START PROVIDED ENTRIES

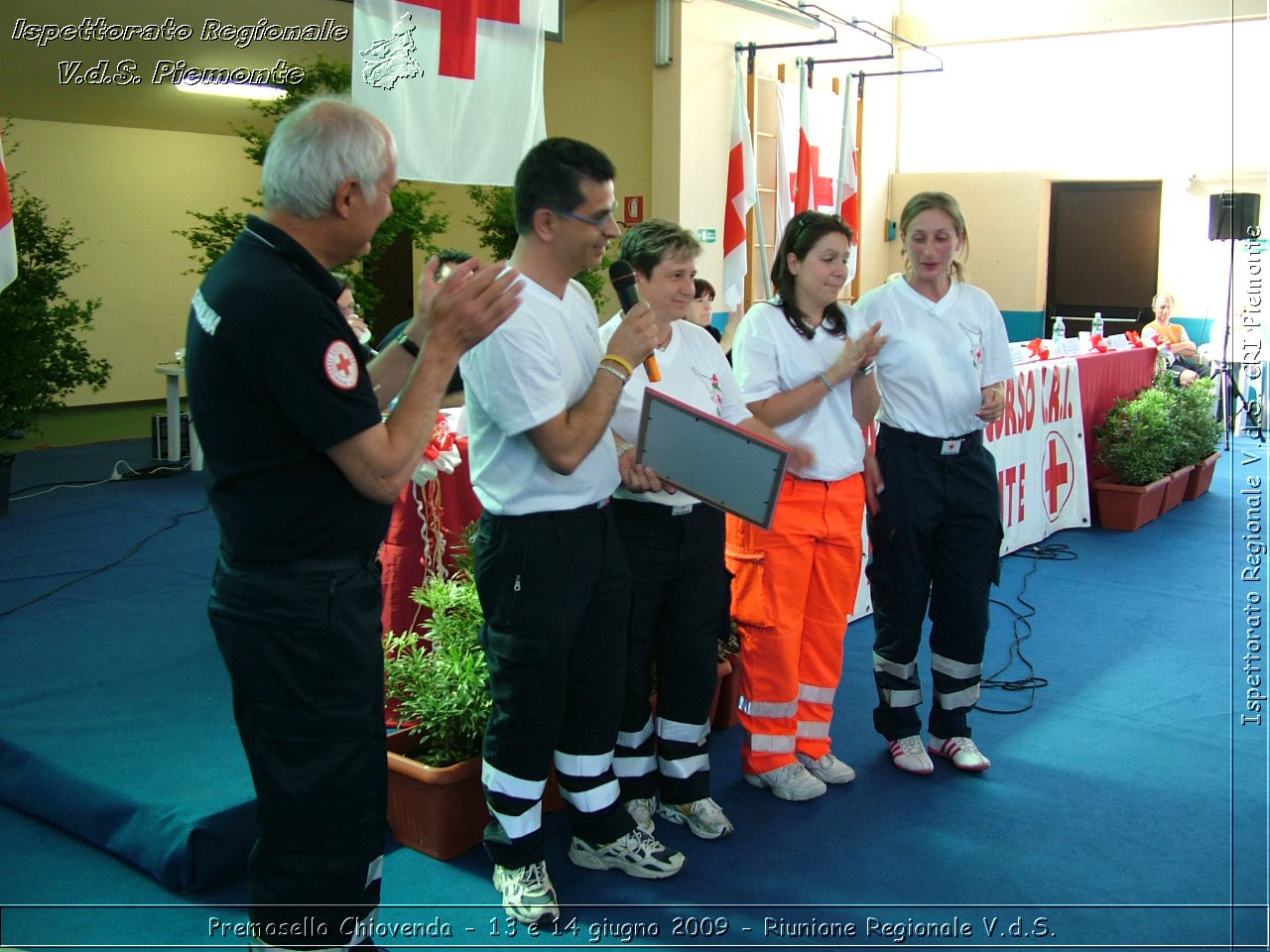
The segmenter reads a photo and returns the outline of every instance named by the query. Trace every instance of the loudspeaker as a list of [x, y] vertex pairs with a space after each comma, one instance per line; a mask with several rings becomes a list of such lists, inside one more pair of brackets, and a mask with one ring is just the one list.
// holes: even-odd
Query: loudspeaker
[[1242, 241], [1257, 226], [1261, 195], [1256, 192], [1222, 192], [1208, 197], [1208, 240]]
[[[155, 459], [168, 459], [168, 414], [150, 418], [150, 452]], [[189, 457], [189, 414], [180, 415], [180, 458]]]

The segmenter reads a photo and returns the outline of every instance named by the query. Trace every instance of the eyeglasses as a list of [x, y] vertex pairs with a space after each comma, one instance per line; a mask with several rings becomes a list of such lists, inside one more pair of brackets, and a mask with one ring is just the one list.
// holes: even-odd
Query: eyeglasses
[[587, 225], [592, 225], [599, 228], [601, 231], [605, 230], [605, 226], [608, 225], [610, 221], [612, 221], [613, 225], [617, 226], [618, 231], [622, 230], [622, 223], [617, 221], [617, 217], [613, 215], [612, 208], [610, 208], [603, 215], [597, 215], [594, 218], [588, 218], [585, 215], [578, 215], [577, 212], [566, 212], [564, 208], [552, 208], [551, 206], [547, 206], [547, 211], [555, 212], [556, 215], [563, 215], [565, 218], [573, 218], [574, 221], [585, 222]]

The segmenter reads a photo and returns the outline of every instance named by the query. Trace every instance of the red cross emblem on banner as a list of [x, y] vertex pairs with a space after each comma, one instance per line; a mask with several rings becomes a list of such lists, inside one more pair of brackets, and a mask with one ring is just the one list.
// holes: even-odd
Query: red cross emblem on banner
[[437, 72], [455, 79], [476, 79], [476, 25], [479, 20], [519, 23], [521, 0], [401, 0], [441, 14], [441, 58]]
[[1045, 512], [1049, 515], [1049, 520], [1054, 522], [1072, 495], [1072, 451], [1058, 433], [1052, 432], [1045, 439], [1045, 468], [1043, 470], [1043, 476], [1045, 485]]
[[833, 204], [833, 179], [820, 175], [820, 146], [808, 146], [808, 169], [810, 170], [810, 201], [804, 202], [798, 192], [798, 171], [790, 173], [790, 194], [794, 195], [794, 211], [808, 208], [827, 208]]

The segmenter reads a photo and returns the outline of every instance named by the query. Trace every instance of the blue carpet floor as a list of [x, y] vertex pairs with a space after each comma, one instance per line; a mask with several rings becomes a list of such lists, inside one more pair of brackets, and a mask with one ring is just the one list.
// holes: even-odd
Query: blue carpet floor
[[[1265, 547], [1267, 477], [1265, 449], [1240, 438], [1208, 495], [1139, 532], [1063, 532], [1005, 560], [986, 668], [1016, 689], [983, 707], [1017, 712], [975, 715], [986, 774], [892, 767], [862, 619], [833, 724], [855, 783], [776, 801], [742, 782], [739, 729], [716, 734], [714, 792], [737, 834], [702, 843], [660, 824], [688, 857], [664, 882], [573, 867], [551, 815], [575, 933], [508, 934], [480, 849], [439, 863], [390, 844], [381, 944], [1265, 948], [1270, 725], [1245, 670], [1264, 669], [1259, 627], [1257, 659], [1243, 656], [1270, 589], [1241, 571]], [[243, 922], [232, 863], [250, 784], [203, 614], [215, 527], [201, 504], [183, 473], [14, 501], [0, 522], [0, 798], [17, 807], [0, 807], [0, 944], [244, 944], [217, 924]], [[100, 790], [58, 803], [23, 773], [33, 749], [58, 769], [83, 760]], [[121, 788], [137, 793], [112, 805]], [[94, 845], [102, 824], [138, 840], [133, 854]], [[174, 849], [183, 836], [194, 845]], [[221, 856], [212, 872], [206, 848]], [[453, 934], [409, 934], [429, 924]]]

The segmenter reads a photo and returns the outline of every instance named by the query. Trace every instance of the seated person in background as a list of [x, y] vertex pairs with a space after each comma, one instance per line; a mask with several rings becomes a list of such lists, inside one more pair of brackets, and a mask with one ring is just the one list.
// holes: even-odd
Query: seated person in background
[[1151, 298], [1151, 310], [1156, 320], [1142, 329], [1142, 339], [1160, 348], [1165, 358], [1165, 369], [1184, 387], [1189, 387], [1201, 374], [1212, 377], [1213, 362], [1199, 353], [1199, 348], [1186, 335], [1185, 327], [1171, 322], [1173, 296], [1156, 294]]
[[[457, 248], [443, 248], [437, 251], [428, 263], [423, 267], [423, 275], [419, 278], [419, 306], [427, 308], [427, 305], [437, 296], [441, 289], [441, 283], [450, 277], [450, 272], [453, 270], [456, 264], [462, 264], [471, 254], [462, 251]], [[433, 264], [436, 261], [436, 264]], [[340, 298], [343, 302], [343, 297]], [[343, 303], [340, 303], [343, 307]], [[352, 322], [352, 321], [351, 321]], [[380, 349], [382, 350], [405, 330], [405, 325], [409, 321], [401, 321], [398, 326], [390, 330], [384, 340], [380, 341]], [[364, 326], [364, 325], [363, 325]], [[357, 327], [353, 327], [357, 331]], [[464, 405], [464, 374], [457, 367], [455, 367], [455, 373], [450, 378], [450, 383], [446, 385], [446, 395], [441, 399], [441, 406], [462, 406]]]
[[711, 284], [705, 278], [692, 279], [692, 306], [688, 307], [687, 319], [700, 327], [705, 327], [710, 336], [714, 338], [719, 347], [723, 348], [724, 354], [728, 354], [728, 363], [732, 363], [732, 341], [737, 336], [737, 327], [740, 326], [740, 319], [744, 315], [744, 308], [737, 307], [732, 314], [728, 315], [728, 326], [720, 333], [710, 321], [714, 317], [714, 284]]
[[[344, 320], [348, 321], [348, 326], [353, 329], [353, 336], [357, 338], [357, 343], [363, 347], [371, 343], [371, 329], [367, 326], [366, 321], [362, 320], [362, 308], [357, 306], [353, 300], [353, 286], [348, 282], [343, 274], [331, 272], [335, 281], [339, 282], [339, 297], [335, 298], [335, 303], [339, 306], [339, 312], [344, 315]], [[371, 350], [371, 357], [377, 354], [377, 350]]]

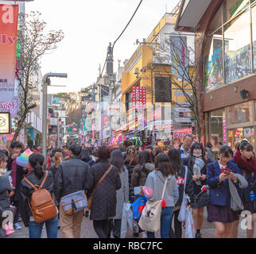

END PROVIDED ENTRIES

### INSTRUCTIONS FOR THE TASK
Copy out every line of the material above that contains the string "banner", matching case exactly.

### ANSWER IN FULL
The segmenter reads a photo and returns the outline of every instance named by the query. Trace every instance of the red cross emblem on banner as a list of [x, y] vertex pairs with a space after each comma, one instance per line; a mask with several rings becomes a list of such lists, inside one more pair of brackets, and a mask with one ring is just the one list.
Query: red cross emblem on banner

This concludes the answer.